What to work on
Extract, without any changes, the lines starting with the one that contains "Each instance of the shadow" and continuing through the end of the records.

(A run of records)

────────

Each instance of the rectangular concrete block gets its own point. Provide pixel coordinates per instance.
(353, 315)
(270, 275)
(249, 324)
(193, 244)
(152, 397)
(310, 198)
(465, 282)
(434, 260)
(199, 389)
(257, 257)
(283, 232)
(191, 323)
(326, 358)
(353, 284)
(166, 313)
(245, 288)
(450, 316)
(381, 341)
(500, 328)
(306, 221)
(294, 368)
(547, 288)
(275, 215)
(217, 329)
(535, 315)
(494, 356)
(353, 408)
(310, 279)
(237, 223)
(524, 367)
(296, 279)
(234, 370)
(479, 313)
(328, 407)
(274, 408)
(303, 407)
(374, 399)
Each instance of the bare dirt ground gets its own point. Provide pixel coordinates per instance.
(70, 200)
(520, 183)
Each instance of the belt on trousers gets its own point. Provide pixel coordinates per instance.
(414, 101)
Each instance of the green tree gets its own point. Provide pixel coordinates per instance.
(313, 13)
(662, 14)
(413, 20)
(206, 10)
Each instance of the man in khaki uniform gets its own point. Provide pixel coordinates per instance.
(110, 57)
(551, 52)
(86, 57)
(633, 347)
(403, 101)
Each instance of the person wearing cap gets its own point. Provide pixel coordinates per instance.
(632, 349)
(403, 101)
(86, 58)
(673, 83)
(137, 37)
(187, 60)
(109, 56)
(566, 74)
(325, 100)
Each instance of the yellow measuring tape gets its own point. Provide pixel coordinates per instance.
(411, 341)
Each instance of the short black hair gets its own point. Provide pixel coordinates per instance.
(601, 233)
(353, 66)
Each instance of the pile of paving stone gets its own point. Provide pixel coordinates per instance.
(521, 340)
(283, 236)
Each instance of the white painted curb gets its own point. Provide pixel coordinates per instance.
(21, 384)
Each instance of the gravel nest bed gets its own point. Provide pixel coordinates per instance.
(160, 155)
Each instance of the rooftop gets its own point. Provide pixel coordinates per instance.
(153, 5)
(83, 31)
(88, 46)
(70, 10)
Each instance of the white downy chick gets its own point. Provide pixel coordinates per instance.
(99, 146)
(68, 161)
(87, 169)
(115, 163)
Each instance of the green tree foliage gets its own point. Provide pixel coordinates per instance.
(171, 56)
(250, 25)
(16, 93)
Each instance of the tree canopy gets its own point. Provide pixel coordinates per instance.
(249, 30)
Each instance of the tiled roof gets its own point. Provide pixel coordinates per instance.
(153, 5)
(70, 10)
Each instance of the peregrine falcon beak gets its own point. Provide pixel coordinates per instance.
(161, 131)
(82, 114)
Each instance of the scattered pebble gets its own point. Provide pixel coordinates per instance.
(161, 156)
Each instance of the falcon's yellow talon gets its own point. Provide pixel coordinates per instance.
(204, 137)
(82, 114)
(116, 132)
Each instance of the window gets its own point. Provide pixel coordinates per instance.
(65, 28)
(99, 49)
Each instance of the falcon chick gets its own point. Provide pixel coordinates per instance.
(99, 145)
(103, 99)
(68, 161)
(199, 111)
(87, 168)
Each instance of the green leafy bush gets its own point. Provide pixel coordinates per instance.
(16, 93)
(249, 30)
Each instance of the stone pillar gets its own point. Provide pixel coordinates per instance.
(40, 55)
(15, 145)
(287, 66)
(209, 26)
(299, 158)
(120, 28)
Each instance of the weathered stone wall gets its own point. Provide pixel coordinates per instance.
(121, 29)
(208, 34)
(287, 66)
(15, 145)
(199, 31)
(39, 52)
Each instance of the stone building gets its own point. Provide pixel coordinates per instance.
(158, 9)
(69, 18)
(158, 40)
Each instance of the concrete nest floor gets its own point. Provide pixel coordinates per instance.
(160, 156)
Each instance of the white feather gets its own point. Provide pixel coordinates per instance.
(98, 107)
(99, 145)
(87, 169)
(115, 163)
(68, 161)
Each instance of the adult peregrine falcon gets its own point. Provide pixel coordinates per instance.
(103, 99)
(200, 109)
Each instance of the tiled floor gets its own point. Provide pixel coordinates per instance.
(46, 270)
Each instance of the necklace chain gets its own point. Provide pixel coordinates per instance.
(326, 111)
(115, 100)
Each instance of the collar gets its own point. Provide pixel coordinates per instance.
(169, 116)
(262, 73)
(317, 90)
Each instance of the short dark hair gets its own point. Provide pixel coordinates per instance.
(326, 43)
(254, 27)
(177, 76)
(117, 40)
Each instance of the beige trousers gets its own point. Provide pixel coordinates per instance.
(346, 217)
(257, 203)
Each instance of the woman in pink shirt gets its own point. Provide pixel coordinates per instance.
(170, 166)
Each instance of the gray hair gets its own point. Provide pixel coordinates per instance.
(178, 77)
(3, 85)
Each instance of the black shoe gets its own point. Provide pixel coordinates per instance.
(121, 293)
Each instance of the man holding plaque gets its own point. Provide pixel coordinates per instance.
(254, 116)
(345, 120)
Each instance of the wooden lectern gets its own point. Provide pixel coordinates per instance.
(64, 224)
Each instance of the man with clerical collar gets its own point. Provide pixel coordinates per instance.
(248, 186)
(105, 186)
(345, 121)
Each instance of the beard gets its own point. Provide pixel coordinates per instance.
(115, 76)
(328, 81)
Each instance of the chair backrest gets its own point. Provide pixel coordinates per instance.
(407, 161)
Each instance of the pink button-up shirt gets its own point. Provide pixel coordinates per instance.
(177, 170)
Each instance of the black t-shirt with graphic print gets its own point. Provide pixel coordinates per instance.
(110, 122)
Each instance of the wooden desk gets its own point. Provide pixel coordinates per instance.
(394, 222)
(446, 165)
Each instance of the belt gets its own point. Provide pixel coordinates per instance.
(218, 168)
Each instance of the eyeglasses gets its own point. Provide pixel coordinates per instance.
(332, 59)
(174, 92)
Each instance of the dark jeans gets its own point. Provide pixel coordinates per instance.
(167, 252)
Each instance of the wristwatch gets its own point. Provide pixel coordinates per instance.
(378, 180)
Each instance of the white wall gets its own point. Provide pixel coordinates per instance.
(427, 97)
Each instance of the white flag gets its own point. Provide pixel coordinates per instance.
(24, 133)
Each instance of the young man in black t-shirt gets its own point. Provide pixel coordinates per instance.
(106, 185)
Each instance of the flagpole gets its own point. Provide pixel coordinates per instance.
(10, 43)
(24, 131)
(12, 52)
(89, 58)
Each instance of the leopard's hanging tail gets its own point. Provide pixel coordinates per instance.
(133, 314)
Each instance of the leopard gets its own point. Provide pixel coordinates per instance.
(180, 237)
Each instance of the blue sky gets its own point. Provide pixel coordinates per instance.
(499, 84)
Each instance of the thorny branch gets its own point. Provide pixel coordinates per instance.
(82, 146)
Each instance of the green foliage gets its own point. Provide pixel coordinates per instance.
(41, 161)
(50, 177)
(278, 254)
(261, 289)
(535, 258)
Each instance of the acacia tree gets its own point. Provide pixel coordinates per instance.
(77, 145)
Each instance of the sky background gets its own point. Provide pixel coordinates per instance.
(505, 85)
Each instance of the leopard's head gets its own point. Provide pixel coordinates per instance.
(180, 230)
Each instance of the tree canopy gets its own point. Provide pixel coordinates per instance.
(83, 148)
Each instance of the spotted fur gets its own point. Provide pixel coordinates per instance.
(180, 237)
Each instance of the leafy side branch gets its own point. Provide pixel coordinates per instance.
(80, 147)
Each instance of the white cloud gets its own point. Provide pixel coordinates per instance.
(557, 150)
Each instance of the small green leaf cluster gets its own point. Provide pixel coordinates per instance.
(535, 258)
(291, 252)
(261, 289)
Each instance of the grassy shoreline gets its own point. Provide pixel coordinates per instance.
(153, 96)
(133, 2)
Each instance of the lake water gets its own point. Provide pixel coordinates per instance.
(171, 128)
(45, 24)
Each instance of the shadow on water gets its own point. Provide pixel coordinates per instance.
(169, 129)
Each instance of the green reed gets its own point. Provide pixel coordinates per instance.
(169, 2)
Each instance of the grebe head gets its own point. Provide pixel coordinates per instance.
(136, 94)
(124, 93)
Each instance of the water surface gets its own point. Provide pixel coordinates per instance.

────────

Task response
Each instance of the shadow on water gets its own point. Provide pixel coordinates per instance.
(169, 129)
Each instance of the green reed gets its own point. Provide pixel coordinates per instance.
(169, 2)
Each instance of the grebe head gets its own point. Provide pixel coordinates per instance.
(136, 94)
(124, 93)
Each instance of the water surface gets its own point. Provide pixel coordinates per instance.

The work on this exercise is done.